— BEGIN DATA LINES —
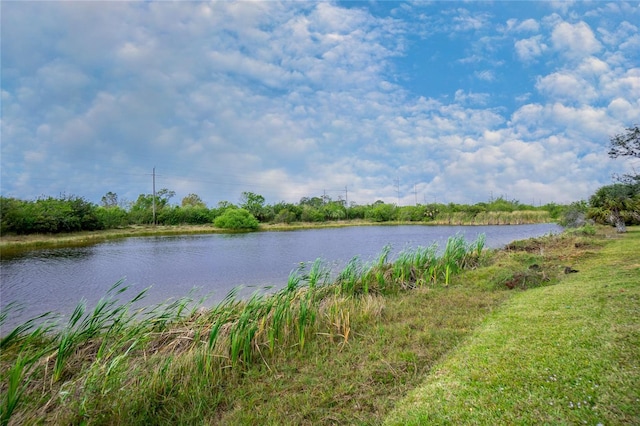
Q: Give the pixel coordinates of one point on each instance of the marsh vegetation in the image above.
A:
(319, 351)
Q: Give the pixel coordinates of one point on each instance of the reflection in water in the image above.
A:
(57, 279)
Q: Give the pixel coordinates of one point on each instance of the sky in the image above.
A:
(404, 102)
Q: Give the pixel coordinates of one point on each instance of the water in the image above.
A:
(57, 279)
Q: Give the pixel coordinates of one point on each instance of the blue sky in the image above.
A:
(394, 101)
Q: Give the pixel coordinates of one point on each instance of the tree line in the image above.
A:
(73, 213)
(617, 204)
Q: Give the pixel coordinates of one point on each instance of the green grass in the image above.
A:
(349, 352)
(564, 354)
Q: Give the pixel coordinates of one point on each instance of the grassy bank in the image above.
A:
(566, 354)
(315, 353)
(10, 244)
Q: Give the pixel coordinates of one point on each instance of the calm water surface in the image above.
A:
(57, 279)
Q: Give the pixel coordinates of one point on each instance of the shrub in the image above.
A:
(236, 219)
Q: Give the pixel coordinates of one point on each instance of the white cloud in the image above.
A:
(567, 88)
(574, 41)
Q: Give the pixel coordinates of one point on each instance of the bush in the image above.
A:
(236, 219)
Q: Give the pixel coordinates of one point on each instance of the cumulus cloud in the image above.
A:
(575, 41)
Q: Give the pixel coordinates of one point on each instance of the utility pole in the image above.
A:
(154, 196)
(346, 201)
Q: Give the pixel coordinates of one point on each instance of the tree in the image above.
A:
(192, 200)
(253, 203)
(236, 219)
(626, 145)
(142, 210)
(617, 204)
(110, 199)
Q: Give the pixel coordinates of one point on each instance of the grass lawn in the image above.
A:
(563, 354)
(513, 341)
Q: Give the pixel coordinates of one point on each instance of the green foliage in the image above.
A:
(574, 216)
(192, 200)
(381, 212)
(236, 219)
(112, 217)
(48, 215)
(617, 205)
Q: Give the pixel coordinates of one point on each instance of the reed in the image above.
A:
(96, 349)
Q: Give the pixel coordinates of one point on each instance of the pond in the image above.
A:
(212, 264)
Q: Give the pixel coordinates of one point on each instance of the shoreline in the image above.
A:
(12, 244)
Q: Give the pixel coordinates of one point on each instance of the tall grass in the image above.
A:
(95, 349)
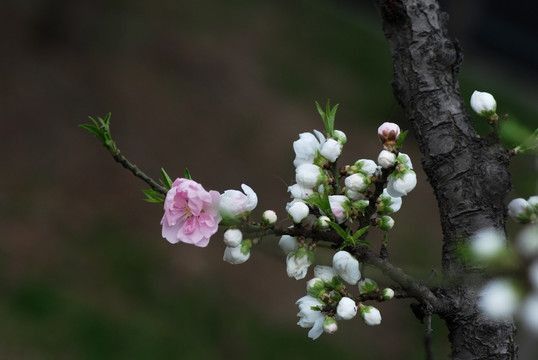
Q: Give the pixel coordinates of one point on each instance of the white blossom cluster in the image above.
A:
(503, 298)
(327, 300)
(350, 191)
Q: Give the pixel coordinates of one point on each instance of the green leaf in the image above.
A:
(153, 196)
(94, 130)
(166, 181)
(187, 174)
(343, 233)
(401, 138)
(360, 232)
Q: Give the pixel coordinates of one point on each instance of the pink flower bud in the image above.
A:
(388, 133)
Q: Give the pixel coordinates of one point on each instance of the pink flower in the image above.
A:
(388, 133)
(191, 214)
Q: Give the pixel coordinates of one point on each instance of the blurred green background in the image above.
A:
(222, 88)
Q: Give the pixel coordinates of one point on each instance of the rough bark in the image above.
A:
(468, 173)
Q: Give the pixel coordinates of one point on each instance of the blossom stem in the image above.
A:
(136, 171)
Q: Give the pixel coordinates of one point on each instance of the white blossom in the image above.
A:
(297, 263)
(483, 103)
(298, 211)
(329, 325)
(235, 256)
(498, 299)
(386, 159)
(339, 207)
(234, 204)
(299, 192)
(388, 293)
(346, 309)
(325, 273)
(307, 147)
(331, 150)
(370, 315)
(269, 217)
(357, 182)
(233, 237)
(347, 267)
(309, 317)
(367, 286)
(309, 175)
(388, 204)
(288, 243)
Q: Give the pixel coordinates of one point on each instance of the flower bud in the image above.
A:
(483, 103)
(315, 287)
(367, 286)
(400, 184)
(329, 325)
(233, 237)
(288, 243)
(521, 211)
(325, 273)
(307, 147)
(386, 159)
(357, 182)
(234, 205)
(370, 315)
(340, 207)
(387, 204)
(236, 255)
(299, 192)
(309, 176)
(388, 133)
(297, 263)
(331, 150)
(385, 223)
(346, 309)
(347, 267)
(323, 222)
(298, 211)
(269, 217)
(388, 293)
— END DATA LINES —
Write out the records above exactly as they appear, leaving out any pictures.

Q: Give the pixel coordinates of one point on each instance of the marsh vegetation in the image above.
A:
(319, 351)
Q: Give the pixel coordinates of one point on each instance of the reflection in water in the image above.
A:
(57, 279)
Q: Give the pixel coordinates of one point on each instance of the sky in the image above.
A:
(404, 102)
Q: Give the pixel coordinates of one point on each instance of the water in the image above.
A:
(57, 279)
Q: Give the pixel coordinates of one point on each instance of the blue sky in the image above.
A:
(394, 101)
Q: Give the pixel coordinates of one point on each instance of the tree line in the image above.
A:
(73, 213)
(617, 204)
Q: Give the pixel coordinates of one point on each instance of the green grass in the image above.
A:
(349, 352)
(564, 354)
Q: Give the pixel coordinates of one point on each instance of the grassy bank in the image above.
A:
(566, 354)
(315, 353)
(10, 244)
Q: Give the pixel coordinates of one point on each instance of the calm water surface in the image above.
A:
(57, 279)
Q: Give the pixel coordinates of one point on each instance of the shrub in the image above.
A:
(236, 219)
Q: Give the pixel coordinates of one point on each instance of the white cloud in the image above.
A:
(567, 88)
(574, 41)
Q: Give the pixel coordinates of one point on each instance of the bush in the image above.
A:
(236, 219)
Q: Give the pixel coordinates of one point on each instance of the cumulus cloud in the image above.
A:
(575, 41)
Q: Give the pixel coordinates of one point on each instance of the utility pole in the image above.
A:
(154, 196)
(346, 201)
Q: Give the pixel coordinates of one point on each instance of the tree in the image above.
A:
(192, 200)
(253, 203)
(236, 219)
(626, 145)
(142, 210)
(617, 204)
(110, 199)
Q: Give the pixel coordinates of one point on each instance of the grass lawn in the image above.
A:
(563, 354)
(513, 341)
Q: Give the pixel coordinates of one point on each instance of the green foliage in the image above.
A:
(574, 216)
(192, 200)
(381, 212)
(236, 219)
(112, 217)
(48, 215)
(617, 205)
Q: Give the pixel coordinates of one point on each instance of the reed in the image above.
A:
(96, 349)
Q: Give the pixel coordinates of one point on each instance of the pond in the image above.
A:
(212, 264)
Q: Give the pixel coordinates of one point on each instance of the shoreline in the image above.
A:
(12, 244)
Q: Give the pixel coordinates of one point on each instance of the tall grass in the image above.
A:
(95, 349)
Q: Give the pixel coordinates of one point on each instance of the white blossom cluster in the image above.
A:
(503, 298)
(327, 300)
(350, 191)
Q: Give the pixel coordinates of one point on each instance of the green leaf in the image above.
A:
(153, 196)
(94, 130)
(166, 181)
(187, 174)
(343, 233)
(401, 138)
(360, 232)
Q: Give the pixel coordinates of one point on each instance of the pink flower bud in the image above.
A:
(388, 133)
Q: Give the pixel coordinates of one point on each instance of the pink flower in the image above.
A:
(388, 133)
(191, 214)
Q: Give the pixel coordinates of one point on each instance of the blurred green background in the image above.
A:
(222, 88)
Q: Give the pixel coordinates of one point on each instance of the rough bark in the image above.
A:
(468, 173)
Q: Give the pixel coordinates of one point on each instance of the blossom stem in the image above.
A:
(136, 171)
Q: Give the pixel coordinates of one point on each instance of the white blossom in the image above.
A:
(297, 263)
(483, 103)
(298, 211)
(329, 325)
(235, 256)
(498, 299)
(386, 159)
(339, 207)
(234, 204)
(299, 192)
(388, 293)
(346, 309)
(325, 273)
(307, 147)
(331, 150)
(370, 315)
(269, 217)
(357, 182)
(233, 237)
(347, 267)
(309, 317)
(367, 286)
(309, 175)
(388, 204)
(288, 243)
Q: Give the pixel coordinates of one point on each instance of the flower bud in the image above.
A:
(483, 103)
(315, 287)
(367, 286)
(400, 184)
(329, 325)
(233, 237)
(288, 243)
(521, 211)
(325, 273)
(307, 147)
(386, 159)
(357, 182)
(234, 205)
(370, 315)
(340, 207)
(387, 204)
(236, 255)
(299, 192)
(309, 176)
(388, 133)
(297, 263)
(331, 150)
(385, 223)
(346, 309)
(347, 267)
(323, 222)
(298, 211)
(269, 217)
(388, 293)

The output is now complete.